+++ Testo da leggere +++
Dove vivono questi pazienti?

Nelle strutture residenziali o a casa loro, perché in molti casi hanno misure, come la libertà vigilata che per la legge 81 ha priorità nell’applicazione. E sono seguiti dal sistema di welfare.

Che, secondo lei, attualmente è sufficiente a garantire il diritto alla cure per i malati rei che attendono in carcere?

Il sistema va completato, sia sul piano normativo che su quello territoriale. Gli Opg sono stati aperti nel 1872, sono durati circa 150 anni, e adesso nel giro di pochi anni siamo riusciti a chiuderli, perciò è ovvio che il sistema sia ancora da affinare. Ma non bisogna farlo pensando, come unica soluzione, alle Rems. Questa deve rimanere una soluzione residuale, valutata da ciascuna Regione in base alla necessità ultima dei territori.

Perché la Consulta ha invitato il legislatore ad «eliminare al più presto» i «numerosi profili» di incostituzionalità riscontrati nell’«applicazione delle norme sulle Rems»?

Ha ragione, bisogna investire e cambiare profondamente il sistema. Ma la questione non va affrontata solo con i posti nelle Rems, perché per quanti posti costruiremo, tanti ne useremo. E alla fine, pur cambiandogli il nome, avremo di nuovo dei piccoli Opg. Bisogna creare invece un sistema unitario in grado di assicurare il diritto alla salute e alla giustizia, a prescindere dallo stato giuridico. Cominciamo a riflettere sul livello dei servizi e dei diritti nelle carceri dove il tasso dei suicidi è 13 volte maggiore che fuori. Purtroppo la Consulta, nel suo ragionamento, nemmeno cita le articolazioni di tutela della salute mentale negli istituti di pena, che pure ci sono.

Ma se ieri a Torino un detenuto malato di Sla è riuscito ad ottenere i domiciliari dopo ben 12 istanze, e se una parte di detenuti in attesa di sentenza, soprattutto stranieri, non riesce ad ottenere le misure alternative perché mancano i luoghi dove scontarle, cosa ne facciamo ora dei “folli-rei” che attendono già da troppo tempo un posto dove curarsi e che quasi mai, per ovvie ragioni, possono essere riaffidati alle proprie famiglie (come sottolineato anche dalla Corte Edu)?
+++ Voci del dataset +++
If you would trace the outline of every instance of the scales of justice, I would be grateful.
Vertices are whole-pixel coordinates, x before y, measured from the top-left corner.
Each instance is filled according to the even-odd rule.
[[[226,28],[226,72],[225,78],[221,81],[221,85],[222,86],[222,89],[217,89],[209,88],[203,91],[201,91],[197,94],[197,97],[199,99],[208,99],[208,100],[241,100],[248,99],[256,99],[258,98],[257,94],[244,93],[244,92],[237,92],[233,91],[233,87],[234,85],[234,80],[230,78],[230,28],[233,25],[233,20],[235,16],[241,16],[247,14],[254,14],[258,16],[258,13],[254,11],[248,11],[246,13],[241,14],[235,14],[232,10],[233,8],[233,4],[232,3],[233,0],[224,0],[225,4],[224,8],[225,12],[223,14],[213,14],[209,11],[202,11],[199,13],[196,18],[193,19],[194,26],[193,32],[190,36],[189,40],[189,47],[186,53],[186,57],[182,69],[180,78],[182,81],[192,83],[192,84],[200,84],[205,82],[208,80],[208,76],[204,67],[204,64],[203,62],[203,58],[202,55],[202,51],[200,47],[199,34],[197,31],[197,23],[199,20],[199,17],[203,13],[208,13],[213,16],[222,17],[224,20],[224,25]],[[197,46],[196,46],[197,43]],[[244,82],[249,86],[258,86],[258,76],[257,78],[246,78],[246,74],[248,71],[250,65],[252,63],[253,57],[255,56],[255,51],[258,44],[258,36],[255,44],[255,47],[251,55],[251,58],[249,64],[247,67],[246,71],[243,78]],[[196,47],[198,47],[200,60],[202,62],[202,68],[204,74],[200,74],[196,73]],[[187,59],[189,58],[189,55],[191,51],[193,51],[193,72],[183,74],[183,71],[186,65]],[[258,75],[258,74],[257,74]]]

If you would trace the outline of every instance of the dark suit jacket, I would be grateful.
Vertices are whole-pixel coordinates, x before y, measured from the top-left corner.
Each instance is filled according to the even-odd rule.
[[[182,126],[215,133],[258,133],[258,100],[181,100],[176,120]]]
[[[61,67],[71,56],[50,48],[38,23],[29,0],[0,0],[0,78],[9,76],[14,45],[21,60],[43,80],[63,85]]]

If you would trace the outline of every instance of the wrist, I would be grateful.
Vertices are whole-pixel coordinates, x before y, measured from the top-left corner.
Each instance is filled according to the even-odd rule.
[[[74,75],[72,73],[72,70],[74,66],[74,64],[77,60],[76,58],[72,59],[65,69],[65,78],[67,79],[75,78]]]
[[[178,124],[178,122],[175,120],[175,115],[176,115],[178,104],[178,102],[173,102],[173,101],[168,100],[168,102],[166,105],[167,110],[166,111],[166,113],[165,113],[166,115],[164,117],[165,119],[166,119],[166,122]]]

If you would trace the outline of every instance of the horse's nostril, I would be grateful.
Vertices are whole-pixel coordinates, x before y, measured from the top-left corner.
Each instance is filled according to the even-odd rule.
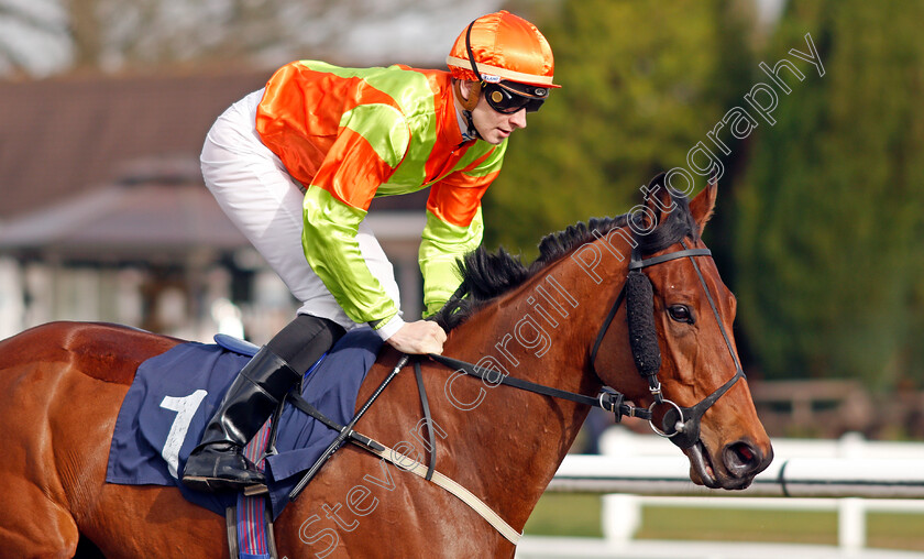
[[[723,459],[725,468],[736,478],[755,473],[762,460],[760,451],[744,441],[733,442],[725,447]]]

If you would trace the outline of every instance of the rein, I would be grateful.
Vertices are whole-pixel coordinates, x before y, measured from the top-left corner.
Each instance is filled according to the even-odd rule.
+++
Obiettivo dell'esercizio>
Rispondi a queste domande sull'intervista sulle Rems:
1. In che anno sono stati aperti gli Opg?
2. Di quante volte il tasso dei suicidi nelle carceri supera quello fuori?
3. Dopo quante istanze il detenuto malato di Sla a Torino ha ottenuto i domiciliari?
Le voci non servono per svolgere l'esercizio.

Compito svolto>
1. Nel 1872.
2. Di 13 volte.
3. Dopo 12 istanze.